Work instruction: A full, exact copy of the records below is the required answer.

Given records:

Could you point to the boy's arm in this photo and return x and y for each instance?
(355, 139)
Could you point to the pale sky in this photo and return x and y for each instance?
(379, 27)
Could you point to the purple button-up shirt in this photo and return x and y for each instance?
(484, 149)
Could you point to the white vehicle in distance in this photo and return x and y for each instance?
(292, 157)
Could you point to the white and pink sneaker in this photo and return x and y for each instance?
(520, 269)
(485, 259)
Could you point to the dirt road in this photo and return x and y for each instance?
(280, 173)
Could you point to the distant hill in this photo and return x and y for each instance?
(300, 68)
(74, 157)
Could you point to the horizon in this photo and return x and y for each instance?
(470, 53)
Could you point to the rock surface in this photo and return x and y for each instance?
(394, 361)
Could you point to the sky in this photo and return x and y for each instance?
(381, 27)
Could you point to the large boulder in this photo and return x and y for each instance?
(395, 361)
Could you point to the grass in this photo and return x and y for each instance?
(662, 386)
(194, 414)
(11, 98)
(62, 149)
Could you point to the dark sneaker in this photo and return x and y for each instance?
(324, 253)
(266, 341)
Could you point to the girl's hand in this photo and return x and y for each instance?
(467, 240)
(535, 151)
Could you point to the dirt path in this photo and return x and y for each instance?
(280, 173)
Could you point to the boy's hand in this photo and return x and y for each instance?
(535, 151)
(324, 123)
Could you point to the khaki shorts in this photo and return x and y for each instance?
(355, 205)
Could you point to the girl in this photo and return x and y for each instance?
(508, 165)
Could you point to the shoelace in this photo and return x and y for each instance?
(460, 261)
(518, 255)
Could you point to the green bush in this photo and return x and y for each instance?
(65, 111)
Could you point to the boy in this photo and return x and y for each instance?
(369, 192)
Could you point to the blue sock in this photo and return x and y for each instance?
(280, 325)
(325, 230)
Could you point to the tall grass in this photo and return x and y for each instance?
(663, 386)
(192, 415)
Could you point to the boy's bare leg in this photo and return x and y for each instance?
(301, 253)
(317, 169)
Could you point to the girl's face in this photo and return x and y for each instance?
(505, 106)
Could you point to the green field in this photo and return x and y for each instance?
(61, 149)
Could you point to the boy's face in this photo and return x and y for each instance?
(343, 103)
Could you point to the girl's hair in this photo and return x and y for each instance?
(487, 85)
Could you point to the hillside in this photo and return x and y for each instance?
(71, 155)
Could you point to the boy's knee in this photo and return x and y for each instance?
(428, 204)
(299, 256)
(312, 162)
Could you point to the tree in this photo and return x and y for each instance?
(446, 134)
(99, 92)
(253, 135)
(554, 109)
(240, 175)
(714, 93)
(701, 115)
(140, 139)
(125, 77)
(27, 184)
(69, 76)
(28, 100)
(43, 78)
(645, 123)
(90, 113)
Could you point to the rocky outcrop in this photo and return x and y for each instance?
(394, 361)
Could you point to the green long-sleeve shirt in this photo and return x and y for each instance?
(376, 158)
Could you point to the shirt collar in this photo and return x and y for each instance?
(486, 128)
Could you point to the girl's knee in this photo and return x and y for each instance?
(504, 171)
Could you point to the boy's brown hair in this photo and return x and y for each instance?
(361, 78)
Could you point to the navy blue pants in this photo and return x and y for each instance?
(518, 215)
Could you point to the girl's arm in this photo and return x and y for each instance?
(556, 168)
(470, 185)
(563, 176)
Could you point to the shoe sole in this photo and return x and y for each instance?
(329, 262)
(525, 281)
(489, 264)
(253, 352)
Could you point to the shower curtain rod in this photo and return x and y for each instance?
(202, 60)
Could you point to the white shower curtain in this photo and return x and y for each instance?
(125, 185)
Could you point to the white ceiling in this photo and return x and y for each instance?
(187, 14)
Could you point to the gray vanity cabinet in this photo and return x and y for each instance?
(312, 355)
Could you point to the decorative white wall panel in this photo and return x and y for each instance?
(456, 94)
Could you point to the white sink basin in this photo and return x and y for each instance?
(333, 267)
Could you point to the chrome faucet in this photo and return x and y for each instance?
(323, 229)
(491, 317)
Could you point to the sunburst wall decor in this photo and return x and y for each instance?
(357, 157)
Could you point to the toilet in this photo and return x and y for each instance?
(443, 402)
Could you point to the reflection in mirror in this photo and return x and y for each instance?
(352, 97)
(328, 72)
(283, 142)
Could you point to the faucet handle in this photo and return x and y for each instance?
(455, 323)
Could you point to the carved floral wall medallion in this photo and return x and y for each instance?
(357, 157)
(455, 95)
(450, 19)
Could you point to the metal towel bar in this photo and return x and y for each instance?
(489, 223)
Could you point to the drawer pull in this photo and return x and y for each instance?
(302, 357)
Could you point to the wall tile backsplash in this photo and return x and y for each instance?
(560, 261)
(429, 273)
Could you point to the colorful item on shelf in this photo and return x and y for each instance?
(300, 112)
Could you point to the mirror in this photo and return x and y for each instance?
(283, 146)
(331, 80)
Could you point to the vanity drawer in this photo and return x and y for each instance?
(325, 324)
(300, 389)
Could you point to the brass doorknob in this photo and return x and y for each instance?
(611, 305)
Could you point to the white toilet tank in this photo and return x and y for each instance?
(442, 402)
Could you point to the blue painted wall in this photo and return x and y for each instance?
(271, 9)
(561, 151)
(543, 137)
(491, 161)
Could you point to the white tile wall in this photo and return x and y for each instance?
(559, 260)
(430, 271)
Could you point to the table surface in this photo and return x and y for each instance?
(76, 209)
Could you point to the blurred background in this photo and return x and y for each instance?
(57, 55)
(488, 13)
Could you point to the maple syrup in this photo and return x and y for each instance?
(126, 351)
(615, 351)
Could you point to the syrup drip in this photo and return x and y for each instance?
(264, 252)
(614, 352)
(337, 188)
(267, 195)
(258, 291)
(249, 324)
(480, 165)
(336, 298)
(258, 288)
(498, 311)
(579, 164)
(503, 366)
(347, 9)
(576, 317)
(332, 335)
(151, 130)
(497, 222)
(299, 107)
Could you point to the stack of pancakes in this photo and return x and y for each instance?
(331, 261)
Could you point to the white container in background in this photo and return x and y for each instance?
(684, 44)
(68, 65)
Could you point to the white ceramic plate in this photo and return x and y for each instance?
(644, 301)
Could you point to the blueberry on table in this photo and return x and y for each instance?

Response area:
Could you point to the boy's arm in this photo and return x and y for each instance?
(355, 139)
Could you point to the pale sky in this photo and return x and y for each instance?
(379, 27)
Could you point to the purple button-up shirt in this photo and return x and y for each instance?
(484, 149)
Could you point to the white vehicle in distance in this photo and return x and y for each instance?
(292, 157)
Could you point to the white and pink sneaker in this photo and return x and y for each instance?
(520, 269)
(485, 259)
Could you point to the dirt road in this photo and return x and y for each instance?
(280, 173)
Could you point to the distant hill in this photo and return x and y for each instance?
(300, 68)
(74, 157)
Could you point to the horizon in this photo and return x and y for each instance?
(470, 53)
Could you point to the rock surface in this photo and return x and y for each instance?
(394, 361)
Could you point to the sky in this photo and return x and y for each instance?
(381, 27)
Could you point to the large boulder in this photo and return x and y for each instance?
(395, 361)
Could you point to the grass in this photo and return x and y for each instance?
(662, 386)
(194, 414)
(11, 98)
(62, 149)
Could you point to the dark sneaker in this photo and return x and y for each instance?
(324, 253)
(266, 341)
Could you point to the girl's hand in this photo and return x and y for each instance?
(467, 240)
(535, 151)
Could you point to the dirt path in this photo and return x and y for each instance?
(280, 173)
Could you point to the boy's hand in this photo and return x and y for each instance?
(535, 151)
(324, 123)
Could you point to the khaki shorts in this photo and return x and y for each instance?
(355, 205)
Could you point to the girl in this photo and return x and y for each instance?
(508, 165)
Could you point to the shoelace in this photo and return x and y for each instance?
(460, 261)
(518, 255)
Could you point to the green bush in this photo and return x and y for each instance?
(65, 111)
Could you point to the boy in this photo and return x and y for each instance?
(369, 192)
Could you point to the blue sock in this photo and return x and y for each instance?
(280, 325)
(325, 230)
Could you point to the tall grass in this photo and return x and y for each instance?
(663, 386)
(192, 415)
Could you point to the boy's bare leg in this photo and return x and y for each instance?
(301, 253)
(317, 169)
Could you point to the girl's face in this photo and return x and y for each instance?
(505, 106)
Could you point to the green field in this photo and return x and y for each instance?
(61, 149)
Could you point to the boy's face in this photo and return x and y for each instance?
(343, 103)
Could you point to the girl's hair in this photo and return x and y for each instance?
(487, 85)
Could you point to the hillside in this photo and return x and y for each instance?
(71, 155)
Could you point to the boy's knee in this photo and return x and y for each instance?
(428, 204)
(299, 256)
(312, 162)
Could you point to the tree in this photo and return x and y for each instance?
(446, 134)
(99, 92)
(253, 135)
(554, 109)
(240, 175)
(714, 93)
(701, 115)
(140, 139)
(125, 77)
(27, 184)
(69, 76)
(28, 100)
(43, 78)
(645, 123)
(90, 113)
Could you point to the rocky outcrop in this photo and return x and y for each instance?
(394, 361)
Could you point to the green long-sleeve shirt in this photo and return x and y for each instance?
(376, 158)
Could you point to the shirt collar in this photo and return x and y for each instance?
(486, 128)
Could you point to the girl's knee in this photo and return x and y for each instance?
(504, 171)
Could you point to the boy's brown hair in this photo and return x and y for each instance?
(361, 78)
Could you point to the navy blue pants in this photo and return x and y for each instance?
(518, 215)
Could you point to the girl's arm in this photo and return x and y for each instance?
(556, 168)
(470, 185)
(563, 176)
Could you point to the shoe sole in this photo and return x and y for each instance?
(329, 262)
(525, 281)
(489, 264)
(253, 352)
Could you point to the shower curtain rod in this photo and return x and y for each instance?
(202, 60)
Could you point to the white shower curtain in this photo and return x and y for each instance?
(125, 185)
Could you point to the white ceiling in this photo and return x and y for each instance?
(187, 14)
Could you point to the gray vanity cabinet in this photo and return x and y for each instance?
(312, 355)
Could you point to the decorative white wall panel in this photo and return x and y for each instance?
(456, 94)
Could you point to the white sink basin in this photo and return x and y for each instance?
(333, 267)
Could you point to the chrome faucet in this photo and return x and y for each instance?
(323, 229)
(491, 317)
Could you point to the sunburst wall decor in this photo and return x and y for each instance?
(357, 157)
Could you point to the toilet in this photo and return x and y for each instance?
(443, 402)
Could you point to the reflection in mirror in this photo and return x and y for each instance?
(352, 97)
(328, 72)
(283, 142)
Could you point to the faucet handle in this photo and return x and y for each instance?
(455, 323)
Could you point to the carved floral wall medallion in this photo and return x and y for each instance?
(357, 157)
(455, 95)
(450, 19)
Could you point to the metal towel bar in this photo and return x and y for each instance?
(489, 223)
Could you point to the drawer pull in this photo and return x and y for each instance?
(302, 357)
Could you point to the wall tile backsplash in this photo and return x and y for each instance?
(560, 261)
(429, 273)
Could you point to the colorful item on shelf in this photo and return x and y for each instance?
(300, 112)
Could you point to the mirror in this photo and return x and y for each instance?
(283, 146)
(331, 80)
Could you point to the vanity drawer in this photo and return x and y for each instance?
(325, 324)
(300, 389)
Could you point to the brass doorknob in this photo and return x and y for each instance?
(611, 305)
Could you point to the white toilet tank in this photo and return x and y for each instance?
(442, 402)
Could you point to the blue painted wall in this photo and return x and y for each instance?
(271, 9)
(561, 151)
(543, 137)
(491, 161)
Could you point to the white tile wall in this photo and return x and y for each instance?
(559, 260)
(430, 271)
Could you point to the table surface in this photo and return x and y for each instance?
(76, 209)
Could you point to the blurred background in this photo and return x and y for each instance?
(57, 55)
(488, 13)
Could you point to the maple syrup in this photo and return x and y for each instance?
(126, 351)
(615, 351)
Could you point to the syrup drip in this photo and return x and y for each instance?
(264, 252)
(614, 352)
(337, 188)
(267, 195)
(258, 291)
(249, 324)
(480, 165)
(336, 298)
(258, 288)
(498, 311)
(579, 164)
(503, 366)
(347, 9)
(576, 317)
(332, 335)
(151, 130)
(497, 222)
(299, 107)
Could you point to the stack of pancakes in this photo and return x and y for each instance?
(331, 261)
Could you point to the white container in background in this photo and return x and y for each instance?
(684, 44)
(68, 65)
Could you point to the white ceramic plate in this photo and return x and y for each instance?
(644, 301)
Could you point to the blueberry on table in this photo and return x and y for each instance?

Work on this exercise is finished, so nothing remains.